Another more direct way to implement a polling loop is actually to try to exec the commands immediately after creating the links. We could set some environment variable to make the action of the command a no-op in this case.

(For the record, I'm not really in favour of either the sleep or the copy-the-binary solution, unless those really are the only way forward).

bep commented 1 year ago

@rogpeppe I have tried a few variations of stating and opening and reading some bytes from the file, but none of those work. I guess one could try to read the entire file in a poll loop, but...

However, I have tested this successfully, which is now my current favourite solution:

https://github.com/rogpeppe/go-internal/pull/221

ldemailly commented 1 year ago

Would symlinks instead of hardlinks work better/out of the box? I vaguely remember issues with hardlinks turning to copies when crossing fs and maybe tmpdir is different fs?

Collected data
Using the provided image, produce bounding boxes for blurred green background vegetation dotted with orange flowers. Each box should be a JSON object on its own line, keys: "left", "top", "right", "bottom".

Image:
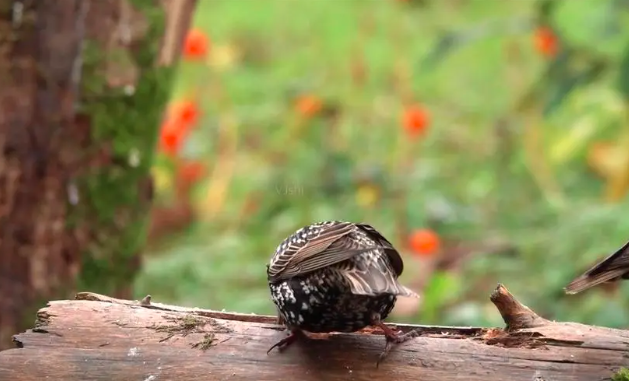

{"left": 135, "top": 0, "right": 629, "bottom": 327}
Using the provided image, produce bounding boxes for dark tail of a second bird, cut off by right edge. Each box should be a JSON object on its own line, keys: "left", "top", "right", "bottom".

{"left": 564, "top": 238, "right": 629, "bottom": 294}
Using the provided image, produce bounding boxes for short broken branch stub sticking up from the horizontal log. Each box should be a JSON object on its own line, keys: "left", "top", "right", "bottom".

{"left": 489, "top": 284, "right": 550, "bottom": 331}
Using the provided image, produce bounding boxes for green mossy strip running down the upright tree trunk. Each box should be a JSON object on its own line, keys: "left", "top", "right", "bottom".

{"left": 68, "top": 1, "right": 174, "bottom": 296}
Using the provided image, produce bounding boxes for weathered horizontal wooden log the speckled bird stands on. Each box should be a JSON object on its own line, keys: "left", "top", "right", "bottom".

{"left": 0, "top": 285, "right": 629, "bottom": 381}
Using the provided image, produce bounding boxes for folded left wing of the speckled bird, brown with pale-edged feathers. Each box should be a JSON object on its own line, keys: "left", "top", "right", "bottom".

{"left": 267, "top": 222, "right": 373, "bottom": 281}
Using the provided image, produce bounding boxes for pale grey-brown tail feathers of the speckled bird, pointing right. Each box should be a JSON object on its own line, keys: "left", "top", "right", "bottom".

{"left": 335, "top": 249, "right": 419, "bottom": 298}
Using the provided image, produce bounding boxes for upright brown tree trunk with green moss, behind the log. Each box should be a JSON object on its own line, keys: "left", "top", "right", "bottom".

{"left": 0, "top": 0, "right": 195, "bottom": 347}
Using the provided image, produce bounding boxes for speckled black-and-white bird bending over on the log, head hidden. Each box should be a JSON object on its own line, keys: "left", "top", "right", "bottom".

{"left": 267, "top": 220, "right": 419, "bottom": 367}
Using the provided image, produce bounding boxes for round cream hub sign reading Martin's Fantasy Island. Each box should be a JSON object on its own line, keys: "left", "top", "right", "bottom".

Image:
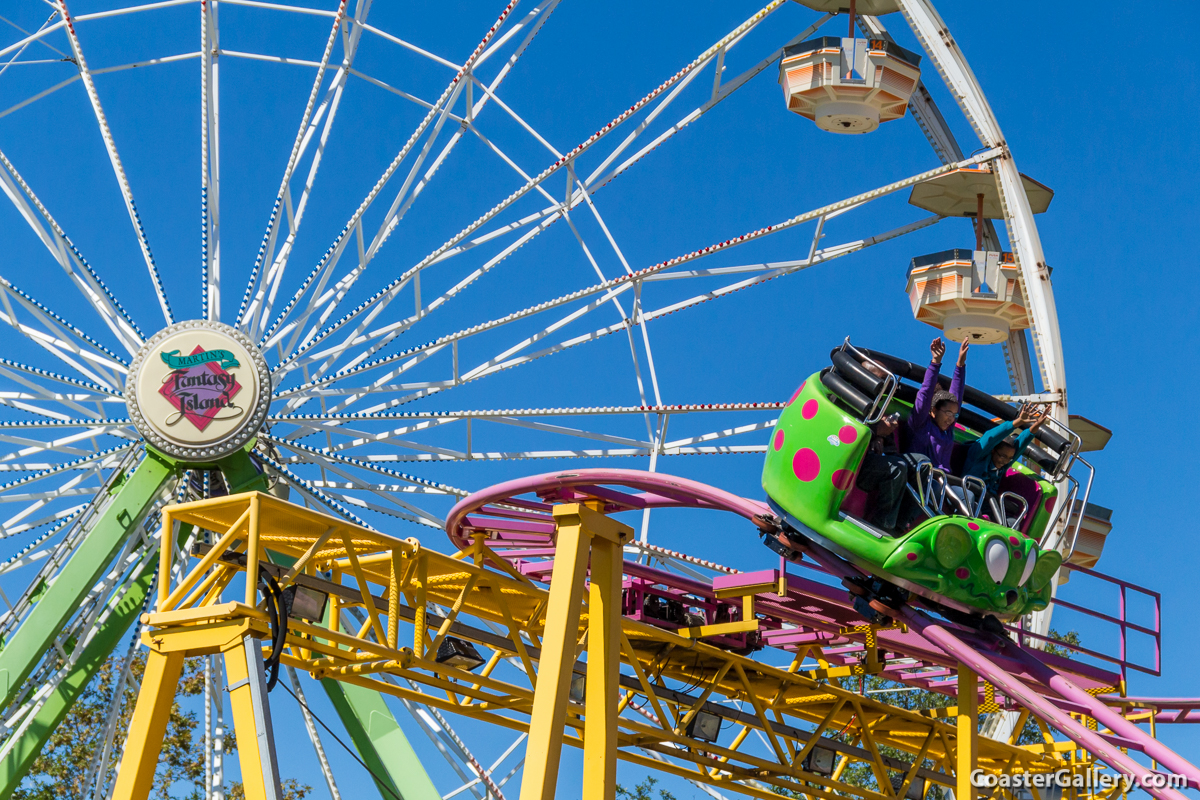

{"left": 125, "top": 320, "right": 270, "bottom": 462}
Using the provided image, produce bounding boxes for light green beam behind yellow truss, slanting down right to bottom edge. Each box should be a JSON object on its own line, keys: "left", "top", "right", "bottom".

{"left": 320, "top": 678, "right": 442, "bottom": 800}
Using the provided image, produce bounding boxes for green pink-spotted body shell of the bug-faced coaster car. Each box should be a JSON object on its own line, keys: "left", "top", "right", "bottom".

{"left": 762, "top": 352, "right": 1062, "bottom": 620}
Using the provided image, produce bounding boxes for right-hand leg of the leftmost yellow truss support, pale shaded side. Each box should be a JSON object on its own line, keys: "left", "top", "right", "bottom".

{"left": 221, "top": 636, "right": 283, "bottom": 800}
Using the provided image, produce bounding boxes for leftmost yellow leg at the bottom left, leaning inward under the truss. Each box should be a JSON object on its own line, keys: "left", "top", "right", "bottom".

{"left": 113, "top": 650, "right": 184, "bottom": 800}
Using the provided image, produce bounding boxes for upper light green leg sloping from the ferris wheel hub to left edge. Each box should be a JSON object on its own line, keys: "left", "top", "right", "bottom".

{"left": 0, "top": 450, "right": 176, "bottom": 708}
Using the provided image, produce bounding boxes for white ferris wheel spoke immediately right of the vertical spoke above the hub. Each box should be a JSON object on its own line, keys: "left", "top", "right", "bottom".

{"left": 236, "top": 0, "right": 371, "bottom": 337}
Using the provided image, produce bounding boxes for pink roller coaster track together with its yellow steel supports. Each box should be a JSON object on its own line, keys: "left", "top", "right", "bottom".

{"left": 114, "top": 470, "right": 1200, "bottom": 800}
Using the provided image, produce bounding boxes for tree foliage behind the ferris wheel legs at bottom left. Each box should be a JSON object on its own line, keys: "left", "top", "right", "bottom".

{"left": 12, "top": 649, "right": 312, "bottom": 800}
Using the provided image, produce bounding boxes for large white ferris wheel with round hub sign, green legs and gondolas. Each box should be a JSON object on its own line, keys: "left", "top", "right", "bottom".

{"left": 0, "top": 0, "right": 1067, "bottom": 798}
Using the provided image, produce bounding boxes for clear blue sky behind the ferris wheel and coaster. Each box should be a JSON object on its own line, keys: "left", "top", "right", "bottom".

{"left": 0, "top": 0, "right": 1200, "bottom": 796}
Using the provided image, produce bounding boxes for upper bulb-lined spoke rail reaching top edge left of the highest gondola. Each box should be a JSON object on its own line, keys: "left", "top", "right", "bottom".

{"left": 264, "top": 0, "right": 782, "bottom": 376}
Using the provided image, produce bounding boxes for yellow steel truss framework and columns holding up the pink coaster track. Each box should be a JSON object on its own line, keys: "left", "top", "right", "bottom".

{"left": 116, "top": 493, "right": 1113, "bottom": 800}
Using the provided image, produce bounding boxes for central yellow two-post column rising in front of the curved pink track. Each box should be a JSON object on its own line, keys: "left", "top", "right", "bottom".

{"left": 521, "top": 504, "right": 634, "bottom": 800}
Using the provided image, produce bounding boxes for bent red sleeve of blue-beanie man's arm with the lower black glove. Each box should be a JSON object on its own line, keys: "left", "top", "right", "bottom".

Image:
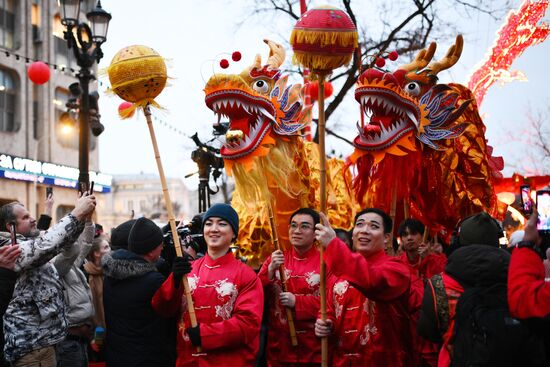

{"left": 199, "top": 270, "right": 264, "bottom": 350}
* * *
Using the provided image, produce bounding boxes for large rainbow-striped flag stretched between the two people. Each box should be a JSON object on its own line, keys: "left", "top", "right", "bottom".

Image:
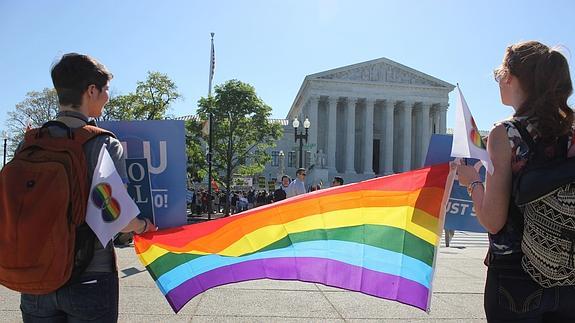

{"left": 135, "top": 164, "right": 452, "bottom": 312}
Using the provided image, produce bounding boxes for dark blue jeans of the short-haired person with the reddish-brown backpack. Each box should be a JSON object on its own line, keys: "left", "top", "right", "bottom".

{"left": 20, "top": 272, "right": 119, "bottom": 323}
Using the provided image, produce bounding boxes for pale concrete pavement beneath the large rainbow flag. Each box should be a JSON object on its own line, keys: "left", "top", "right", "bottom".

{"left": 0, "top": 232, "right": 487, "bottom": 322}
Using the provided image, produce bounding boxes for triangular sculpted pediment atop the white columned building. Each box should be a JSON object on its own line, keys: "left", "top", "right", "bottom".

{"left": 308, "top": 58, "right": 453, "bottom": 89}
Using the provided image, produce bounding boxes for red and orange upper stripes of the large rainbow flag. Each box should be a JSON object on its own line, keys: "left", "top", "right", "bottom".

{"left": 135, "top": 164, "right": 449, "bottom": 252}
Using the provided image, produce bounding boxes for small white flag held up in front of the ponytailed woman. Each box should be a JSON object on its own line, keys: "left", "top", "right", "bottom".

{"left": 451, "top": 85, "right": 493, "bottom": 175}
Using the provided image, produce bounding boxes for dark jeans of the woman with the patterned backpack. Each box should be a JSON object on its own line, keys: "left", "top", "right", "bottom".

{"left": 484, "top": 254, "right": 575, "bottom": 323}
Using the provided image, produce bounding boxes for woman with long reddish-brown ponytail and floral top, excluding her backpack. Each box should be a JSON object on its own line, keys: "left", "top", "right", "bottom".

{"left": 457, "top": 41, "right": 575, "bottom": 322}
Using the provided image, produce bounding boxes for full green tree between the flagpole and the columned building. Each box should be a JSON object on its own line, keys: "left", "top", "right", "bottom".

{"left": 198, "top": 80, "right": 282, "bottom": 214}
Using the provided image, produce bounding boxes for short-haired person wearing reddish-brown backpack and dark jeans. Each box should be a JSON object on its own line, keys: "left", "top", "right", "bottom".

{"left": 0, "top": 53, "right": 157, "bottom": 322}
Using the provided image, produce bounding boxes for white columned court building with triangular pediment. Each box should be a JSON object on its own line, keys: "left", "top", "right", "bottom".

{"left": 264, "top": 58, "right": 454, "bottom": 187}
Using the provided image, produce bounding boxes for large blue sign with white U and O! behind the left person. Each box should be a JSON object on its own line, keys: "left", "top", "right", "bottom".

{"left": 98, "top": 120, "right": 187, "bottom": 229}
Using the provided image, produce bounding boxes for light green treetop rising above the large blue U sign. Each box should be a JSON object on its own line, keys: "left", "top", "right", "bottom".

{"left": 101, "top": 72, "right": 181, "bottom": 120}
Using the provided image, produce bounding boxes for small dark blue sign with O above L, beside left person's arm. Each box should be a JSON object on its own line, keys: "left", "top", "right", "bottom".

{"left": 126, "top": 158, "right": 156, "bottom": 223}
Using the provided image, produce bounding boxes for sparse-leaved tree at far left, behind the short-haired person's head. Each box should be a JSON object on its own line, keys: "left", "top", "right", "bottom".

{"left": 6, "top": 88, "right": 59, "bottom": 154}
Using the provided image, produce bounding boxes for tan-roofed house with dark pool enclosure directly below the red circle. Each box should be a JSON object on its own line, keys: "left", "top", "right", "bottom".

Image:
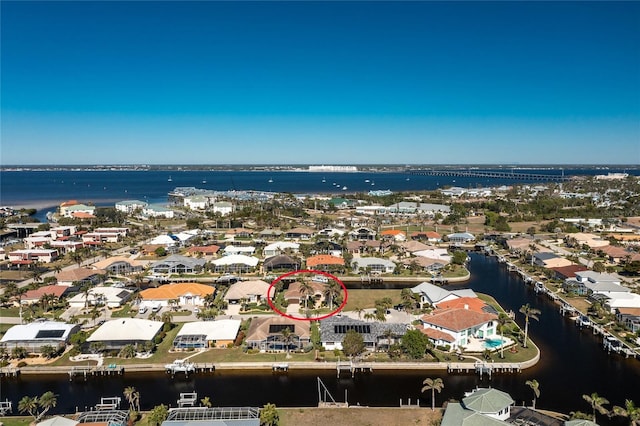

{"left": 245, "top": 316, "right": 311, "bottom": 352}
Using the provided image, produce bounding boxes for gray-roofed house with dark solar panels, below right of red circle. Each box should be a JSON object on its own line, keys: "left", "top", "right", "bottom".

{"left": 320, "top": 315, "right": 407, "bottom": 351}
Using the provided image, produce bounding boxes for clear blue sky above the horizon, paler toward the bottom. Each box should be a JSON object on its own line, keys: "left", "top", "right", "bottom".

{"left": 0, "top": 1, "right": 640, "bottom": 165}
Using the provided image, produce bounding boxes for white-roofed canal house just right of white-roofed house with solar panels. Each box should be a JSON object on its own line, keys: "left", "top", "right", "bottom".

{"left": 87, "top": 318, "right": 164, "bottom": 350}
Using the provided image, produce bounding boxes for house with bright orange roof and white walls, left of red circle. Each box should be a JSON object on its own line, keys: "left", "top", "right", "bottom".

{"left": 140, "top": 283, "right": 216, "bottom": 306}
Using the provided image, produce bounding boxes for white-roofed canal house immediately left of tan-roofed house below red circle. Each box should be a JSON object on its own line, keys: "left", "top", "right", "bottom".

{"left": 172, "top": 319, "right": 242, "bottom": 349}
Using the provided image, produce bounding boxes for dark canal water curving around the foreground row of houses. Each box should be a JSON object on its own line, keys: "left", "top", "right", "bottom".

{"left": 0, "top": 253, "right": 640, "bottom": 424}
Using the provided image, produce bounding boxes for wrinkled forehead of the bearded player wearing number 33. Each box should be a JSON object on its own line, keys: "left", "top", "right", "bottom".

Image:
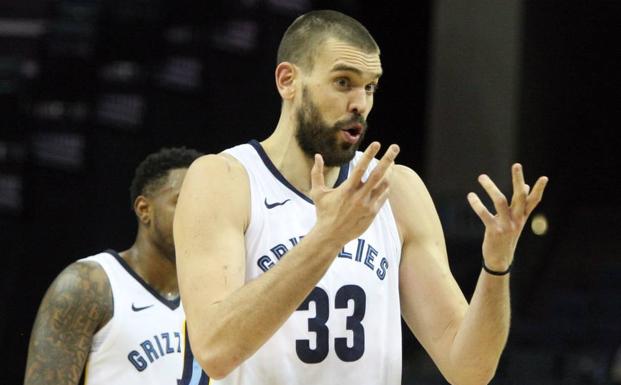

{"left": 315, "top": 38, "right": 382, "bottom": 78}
==
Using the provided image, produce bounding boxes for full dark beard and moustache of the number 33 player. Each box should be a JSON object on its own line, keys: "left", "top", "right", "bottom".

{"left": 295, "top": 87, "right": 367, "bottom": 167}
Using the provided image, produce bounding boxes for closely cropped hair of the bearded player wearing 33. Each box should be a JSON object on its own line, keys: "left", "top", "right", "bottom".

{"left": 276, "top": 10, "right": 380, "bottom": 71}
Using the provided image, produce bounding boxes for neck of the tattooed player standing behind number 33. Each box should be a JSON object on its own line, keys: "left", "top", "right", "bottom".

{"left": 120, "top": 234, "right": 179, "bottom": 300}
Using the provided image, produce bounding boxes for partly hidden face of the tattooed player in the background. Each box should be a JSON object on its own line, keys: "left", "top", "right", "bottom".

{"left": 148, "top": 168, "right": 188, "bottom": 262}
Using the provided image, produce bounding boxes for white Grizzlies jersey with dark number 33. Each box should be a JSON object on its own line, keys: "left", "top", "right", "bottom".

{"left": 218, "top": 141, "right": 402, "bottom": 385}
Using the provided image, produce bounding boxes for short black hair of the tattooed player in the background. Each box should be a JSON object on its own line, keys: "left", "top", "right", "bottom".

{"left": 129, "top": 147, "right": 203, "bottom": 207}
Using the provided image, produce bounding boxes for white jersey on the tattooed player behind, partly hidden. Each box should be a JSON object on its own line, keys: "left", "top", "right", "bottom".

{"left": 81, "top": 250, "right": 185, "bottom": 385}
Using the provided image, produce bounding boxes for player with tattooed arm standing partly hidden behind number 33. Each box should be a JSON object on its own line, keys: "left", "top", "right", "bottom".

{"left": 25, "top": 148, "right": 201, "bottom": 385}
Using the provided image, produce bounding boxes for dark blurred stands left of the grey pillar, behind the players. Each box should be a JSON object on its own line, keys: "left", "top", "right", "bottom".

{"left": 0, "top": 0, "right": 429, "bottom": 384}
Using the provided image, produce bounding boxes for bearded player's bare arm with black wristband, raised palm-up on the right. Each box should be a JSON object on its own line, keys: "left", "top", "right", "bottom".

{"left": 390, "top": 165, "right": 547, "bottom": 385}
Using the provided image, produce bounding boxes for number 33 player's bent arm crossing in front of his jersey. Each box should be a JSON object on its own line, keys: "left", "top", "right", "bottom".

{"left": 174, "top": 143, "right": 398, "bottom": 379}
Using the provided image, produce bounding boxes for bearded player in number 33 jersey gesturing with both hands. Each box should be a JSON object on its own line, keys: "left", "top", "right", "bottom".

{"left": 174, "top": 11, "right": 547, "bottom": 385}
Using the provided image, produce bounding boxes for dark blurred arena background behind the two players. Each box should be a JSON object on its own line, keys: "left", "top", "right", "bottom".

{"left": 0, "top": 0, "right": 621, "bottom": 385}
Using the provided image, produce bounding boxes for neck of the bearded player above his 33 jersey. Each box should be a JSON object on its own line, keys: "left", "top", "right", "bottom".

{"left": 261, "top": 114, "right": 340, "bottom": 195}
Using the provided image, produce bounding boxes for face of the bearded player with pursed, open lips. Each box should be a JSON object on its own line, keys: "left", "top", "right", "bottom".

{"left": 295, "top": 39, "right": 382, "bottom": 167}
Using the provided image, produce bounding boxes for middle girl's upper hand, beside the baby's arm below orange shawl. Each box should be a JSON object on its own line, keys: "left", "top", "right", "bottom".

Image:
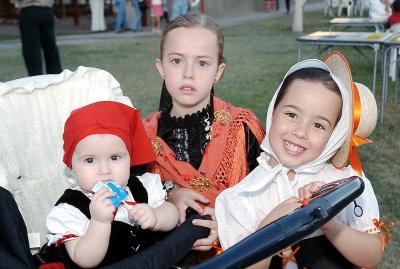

» WHAT YOU ARE ASKED TO DO
Carry on the discussion thread about linking and executing test binaries from where it stops.

» TASK ANSWER
mvdan commented 1 year ago

@ldemailly see https://github.com/rogpeppe/go-internal/pull/221.

mvdan commented 1 year ago

@rogpeppe I have tried a few variations of stating and opening and reading some bytes from the file, but none of those work. I guess one could try to read the entire file in a poll loop, but...

Thanks for checking those. If symlinks don't have this race problem, then hopefully that's the easiest, as we don't need any sleeping nor polling.